Written task: Retype exactly the stretch of lines that begins at the line containing "Please point out the tree ornament" and ends at the last line of the data, with no other lines.
• • • •
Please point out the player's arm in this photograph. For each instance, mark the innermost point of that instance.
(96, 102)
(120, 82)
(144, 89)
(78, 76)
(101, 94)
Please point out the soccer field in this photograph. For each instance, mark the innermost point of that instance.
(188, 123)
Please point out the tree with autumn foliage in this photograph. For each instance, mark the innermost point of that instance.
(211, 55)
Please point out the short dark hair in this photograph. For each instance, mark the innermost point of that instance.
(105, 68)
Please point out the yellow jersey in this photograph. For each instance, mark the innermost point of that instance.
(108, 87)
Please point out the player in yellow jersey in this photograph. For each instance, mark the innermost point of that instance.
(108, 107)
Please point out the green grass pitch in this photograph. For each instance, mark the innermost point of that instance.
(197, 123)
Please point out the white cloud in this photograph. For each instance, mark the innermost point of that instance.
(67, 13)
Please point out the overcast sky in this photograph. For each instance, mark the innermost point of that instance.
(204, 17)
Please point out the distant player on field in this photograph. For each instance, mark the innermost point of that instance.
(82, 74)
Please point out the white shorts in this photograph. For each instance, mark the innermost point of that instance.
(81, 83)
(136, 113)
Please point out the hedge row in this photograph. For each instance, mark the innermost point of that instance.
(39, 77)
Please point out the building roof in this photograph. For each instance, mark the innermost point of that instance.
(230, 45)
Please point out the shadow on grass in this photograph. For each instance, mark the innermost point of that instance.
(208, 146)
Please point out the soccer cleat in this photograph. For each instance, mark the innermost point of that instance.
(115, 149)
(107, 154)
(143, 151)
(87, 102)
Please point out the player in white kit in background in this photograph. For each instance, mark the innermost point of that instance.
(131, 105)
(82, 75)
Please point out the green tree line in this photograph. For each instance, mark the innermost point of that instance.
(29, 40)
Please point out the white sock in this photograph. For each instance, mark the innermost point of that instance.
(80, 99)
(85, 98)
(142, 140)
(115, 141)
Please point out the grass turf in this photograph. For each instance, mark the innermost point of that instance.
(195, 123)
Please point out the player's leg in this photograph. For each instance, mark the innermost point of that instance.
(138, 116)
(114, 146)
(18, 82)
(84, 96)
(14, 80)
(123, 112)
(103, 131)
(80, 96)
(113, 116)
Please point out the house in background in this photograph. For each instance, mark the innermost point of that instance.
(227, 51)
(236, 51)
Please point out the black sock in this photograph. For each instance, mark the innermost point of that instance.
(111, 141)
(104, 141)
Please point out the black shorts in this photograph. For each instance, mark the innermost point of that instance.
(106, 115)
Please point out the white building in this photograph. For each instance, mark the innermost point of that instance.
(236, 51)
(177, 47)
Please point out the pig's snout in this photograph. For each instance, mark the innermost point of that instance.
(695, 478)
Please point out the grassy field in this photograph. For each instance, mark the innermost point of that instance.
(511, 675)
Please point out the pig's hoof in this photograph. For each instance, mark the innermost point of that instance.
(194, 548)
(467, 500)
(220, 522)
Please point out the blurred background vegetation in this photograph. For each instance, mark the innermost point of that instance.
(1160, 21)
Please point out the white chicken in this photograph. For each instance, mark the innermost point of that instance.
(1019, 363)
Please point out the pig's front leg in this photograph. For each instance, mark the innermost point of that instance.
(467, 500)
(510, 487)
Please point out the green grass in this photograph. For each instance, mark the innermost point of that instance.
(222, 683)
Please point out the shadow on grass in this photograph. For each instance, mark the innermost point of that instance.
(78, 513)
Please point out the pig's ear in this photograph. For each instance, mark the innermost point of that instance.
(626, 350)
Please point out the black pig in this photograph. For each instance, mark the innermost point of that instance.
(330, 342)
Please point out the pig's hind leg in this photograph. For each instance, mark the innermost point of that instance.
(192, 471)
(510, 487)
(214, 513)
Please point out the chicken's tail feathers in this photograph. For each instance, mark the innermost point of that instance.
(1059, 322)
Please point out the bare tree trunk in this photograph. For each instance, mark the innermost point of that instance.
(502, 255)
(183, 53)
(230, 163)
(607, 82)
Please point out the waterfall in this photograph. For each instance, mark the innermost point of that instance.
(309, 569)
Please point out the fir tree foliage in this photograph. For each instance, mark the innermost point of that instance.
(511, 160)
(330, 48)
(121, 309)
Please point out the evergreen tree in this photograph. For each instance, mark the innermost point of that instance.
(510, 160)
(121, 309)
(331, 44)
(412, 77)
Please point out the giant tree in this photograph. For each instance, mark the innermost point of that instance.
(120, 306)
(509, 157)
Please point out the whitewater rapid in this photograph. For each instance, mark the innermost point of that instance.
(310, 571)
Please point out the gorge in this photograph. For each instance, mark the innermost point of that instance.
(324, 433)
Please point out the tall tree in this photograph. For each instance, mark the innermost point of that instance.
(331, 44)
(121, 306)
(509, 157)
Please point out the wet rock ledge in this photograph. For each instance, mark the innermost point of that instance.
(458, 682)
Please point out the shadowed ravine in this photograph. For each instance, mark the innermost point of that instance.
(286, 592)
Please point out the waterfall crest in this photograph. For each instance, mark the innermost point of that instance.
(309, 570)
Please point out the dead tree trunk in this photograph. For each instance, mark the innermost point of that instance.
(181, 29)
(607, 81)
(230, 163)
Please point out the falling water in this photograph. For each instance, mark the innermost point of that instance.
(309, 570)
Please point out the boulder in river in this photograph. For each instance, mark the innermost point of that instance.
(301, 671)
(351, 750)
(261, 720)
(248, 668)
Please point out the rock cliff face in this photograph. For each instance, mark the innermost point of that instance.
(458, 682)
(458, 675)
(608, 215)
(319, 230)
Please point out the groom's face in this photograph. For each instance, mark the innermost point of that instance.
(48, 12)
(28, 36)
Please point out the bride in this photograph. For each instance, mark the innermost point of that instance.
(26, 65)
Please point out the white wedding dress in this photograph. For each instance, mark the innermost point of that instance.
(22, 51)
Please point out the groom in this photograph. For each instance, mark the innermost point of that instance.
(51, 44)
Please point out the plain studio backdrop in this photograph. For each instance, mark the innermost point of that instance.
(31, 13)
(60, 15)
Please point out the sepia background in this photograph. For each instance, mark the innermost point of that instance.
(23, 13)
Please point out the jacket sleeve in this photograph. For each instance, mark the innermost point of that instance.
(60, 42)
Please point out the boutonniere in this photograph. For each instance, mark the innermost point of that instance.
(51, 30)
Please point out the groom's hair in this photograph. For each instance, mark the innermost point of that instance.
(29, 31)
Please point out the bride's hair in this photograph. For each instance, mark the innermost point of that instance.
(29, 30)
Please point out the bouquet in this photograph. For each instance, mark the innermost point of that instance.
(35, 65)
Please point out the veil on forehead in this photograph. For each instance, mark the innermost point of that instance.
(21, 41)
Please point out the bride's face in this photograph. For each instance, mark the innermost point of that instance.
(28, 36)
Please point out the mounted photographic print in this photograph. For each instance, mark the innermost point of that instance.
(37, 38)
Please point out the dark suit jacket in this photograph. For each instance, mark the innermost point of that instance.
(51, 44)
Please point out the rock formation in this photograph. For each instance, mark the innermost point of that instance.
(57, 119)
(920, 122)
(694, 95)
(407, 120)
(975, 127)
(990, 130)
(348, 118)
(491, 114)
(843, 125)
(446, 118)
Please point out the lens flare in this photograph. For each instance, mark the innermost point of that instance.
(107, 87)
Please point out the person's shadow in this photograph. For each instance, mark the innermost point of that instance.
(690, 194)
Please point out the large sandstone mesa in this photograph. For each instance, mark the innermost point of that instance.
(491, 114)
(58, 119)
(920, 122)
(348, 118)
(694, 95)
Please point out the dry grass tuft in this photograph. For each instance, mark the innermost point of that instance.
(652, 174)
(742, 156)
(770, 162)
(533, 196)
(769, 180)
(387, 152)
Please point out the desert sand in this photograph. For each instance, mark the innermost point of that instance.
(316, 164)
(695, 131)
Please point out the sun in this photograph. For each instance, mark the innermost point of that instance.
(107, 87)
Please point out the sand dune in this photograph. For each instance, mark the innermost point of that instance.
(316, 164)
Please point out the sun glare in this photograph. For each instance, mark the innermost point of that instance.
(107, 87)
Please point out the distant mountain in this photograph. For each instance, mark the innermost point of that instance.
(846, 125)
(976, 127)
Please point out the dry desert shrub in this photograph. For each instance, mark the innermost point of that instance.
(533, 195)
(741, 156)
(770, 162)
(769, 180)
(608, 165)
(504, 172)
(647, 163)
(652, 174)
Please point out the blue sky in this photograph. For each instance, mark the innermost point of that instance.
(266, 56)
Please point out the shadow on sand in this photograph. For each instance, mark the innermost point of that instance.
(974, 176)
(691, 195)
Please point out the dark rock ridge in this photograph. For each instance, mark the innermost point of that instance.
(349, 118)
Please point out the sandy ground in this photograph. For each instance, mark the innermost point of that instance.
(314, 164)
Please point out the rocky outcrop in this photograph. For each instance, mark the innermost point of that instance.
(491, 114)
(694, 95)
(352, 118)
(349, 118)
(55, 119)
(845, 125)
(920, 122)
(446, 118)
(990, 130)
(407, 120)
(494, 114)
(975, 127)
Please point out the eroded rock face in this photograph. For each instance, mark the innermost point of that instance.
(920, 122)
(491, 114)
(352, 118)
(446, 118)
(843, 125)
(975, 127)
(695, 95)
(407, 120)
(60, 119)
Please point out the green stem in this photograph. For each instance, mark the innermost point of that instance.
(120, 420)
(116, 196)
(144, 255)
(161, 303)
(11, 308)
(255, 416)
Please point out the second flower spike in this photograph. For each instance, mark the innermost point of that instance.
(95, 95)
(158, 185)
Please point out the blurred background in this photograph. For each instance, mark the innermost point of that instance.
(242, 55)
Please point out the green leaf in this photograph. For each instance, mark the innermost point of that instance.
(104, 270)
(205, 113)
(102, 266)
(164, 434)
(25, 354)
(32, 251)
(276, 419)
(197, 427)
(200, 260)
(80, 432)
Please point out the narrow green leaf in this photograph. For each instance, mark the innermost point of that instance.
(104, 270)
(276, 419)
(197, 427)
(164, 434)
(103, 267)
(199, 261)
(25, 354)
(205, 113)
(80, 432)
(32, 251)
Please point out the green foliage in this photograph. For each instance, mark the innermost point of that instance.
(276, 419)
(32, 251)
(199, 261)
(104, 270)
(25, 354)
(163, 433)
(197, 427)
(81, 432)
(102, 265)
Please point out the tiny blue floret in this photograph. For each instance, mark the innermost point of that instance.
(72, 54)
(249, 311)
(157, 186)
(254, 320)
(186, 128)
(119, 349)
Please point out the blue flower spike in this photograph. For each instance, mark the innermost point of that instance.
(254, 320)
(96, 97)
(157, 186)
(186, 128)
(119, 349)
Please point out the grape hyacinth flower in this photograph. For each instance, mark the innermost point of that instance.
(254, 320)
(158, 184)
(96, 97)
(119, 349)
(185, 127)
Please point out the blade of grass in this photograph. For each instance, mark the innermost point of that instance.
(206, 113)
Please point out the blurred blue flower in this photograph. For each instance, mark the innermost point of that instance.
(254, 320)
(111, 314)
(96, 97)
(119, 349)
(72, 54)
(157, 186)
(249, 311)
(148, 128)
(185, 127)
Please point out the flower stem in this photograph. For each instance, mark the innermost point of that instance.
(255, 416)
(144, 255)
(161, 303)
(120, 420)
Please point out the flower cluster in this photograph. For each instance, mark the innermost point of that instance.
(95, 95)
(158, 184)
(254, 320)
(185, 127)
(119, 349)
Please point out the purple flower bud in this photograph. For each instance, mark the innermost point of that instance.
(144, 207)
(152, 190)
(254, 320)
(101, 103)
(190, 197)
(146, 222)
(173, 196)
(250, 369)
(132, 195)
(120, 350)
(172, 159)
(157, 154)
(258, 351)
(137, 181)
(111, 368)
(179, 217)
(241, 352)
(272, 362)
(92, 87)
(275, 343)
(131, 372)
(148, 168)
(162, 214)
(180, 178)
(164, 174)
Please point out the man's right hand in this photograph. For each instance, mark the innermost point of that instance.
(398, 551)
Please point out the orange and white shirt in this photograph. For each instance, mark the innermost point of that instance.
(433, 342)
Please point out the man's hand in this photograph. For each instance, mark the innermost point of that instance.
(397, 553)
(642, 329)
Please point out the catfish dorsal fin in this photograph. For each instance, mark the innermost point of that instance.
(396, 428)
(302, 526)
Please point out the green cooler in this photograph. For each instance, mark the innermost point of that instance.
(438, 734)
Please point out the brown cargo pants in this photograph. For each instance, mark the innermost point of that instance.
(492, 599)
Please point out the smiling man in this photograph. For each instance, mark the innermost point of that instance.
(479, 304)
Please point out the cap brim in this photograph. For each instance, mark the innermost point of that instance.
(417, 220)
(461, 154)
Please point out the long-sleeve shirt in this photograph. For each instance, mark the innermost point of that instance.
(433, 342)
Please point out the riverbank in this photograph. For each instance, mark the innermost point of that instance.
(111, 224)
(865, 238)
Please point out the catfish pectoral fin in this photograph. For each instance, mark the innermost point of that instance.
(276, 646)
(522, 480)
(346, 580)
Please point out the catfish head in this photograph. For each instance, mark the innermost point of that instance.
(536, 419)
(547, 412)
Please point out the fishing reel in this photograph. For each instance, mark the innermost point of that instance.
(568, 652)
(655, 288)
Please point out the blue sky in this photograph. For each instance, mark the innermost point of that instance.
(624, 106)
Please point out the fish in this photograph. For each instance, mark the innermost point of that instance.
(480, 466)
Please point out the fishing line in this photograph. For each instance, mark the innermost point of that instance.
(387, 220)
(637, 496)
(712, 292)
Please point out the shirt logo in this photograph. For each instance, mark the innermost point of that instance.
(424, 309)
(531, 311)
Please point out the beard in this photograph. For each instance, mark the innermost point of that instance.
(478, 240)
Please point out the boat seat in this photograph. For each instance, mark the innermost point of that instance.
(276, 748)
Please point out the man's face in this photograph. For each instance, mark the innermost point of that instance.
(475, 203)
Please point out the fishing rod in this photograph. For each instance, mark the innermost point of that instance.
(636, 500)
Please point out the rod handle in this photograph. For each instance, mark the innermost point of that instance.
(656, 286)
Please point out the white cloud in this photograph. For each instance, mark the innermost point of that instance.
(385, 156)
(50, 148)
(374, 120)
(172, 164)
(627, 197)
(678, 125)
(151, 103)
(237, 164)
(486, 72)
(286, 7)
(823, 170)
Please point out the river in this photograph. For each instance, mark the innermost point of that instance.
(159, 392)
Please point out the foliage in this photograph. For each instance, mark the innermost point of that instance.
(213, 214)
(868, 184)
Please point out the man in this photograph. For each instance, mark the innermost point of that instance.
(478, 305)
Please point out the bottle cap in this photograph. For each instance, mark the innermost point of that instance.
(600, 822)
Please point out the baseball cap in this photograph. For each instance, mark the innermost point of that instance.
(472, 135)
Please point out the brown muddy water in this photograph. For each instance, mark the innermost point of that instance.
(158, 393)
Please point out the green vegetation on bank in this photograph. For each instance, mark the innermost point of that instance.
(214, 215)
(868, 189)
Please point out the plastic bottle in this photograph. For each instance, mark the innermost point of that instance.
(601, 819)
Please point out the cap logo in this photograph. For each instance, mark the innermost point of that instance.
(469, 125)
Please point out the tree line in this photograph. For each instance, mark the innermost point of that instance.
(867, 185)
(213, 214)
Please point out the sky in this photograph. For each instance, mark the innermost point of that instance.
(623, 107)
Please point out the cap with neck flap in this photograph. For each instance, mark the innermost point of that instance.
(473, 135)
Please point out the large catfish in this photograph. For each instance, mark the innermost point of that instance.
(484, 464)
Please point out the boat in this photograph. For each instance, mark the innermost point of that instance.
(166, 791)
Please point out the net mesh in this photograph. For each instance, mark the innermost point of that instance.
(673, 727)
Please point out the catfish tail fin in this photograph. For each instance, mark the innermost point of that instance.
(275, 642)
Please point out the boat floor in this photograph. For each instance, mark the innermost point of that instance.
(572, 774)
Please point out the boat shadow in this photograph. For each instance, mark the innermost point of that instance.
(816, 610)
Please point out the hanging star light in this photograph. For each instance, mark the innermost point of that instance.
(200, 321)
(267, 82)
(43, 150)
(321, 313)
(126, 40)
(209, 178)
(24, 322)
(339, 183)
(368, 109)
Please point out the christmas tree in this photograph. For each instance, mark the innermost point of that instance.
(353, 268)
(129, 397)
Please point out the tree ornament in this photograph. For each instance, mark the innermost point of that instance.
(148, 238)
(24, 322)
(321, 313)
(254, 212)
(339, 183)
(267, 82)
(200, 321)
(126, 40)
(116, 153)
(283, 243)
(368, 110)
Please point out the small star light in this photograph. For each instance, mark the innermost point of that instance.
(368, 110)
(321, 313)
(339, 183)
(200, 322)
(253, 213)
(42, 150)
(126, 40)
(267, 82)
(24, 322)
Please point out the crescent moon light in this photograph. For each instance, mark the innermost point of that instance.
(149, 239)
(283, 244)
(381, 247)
• • • •
Complete response:
Please point out the tree ornament in this photograph. For each instance, mark the innermost point of that instance.
(148, 238)
(24, 322)
(321, 313)
(254, 212)
(339, 183)
(267, 82)
(200, 321)
(126, 40)
(116, 153)
(283, 243)
(368, 110)
Please point out the small star light in this photograph. For each instance, mark the innermost point of that instance.
(368, 110)
(321, 313)
(339, 183)
(200, 322)
(253, 213)
(42, 150)
(126, 40)
(267, 82)
(24, 322)
Please point out the crescent moon light in this photograph. For each instance, mark the innermost point of that instance.
(149, 239)
(283, 244)
(381, 247)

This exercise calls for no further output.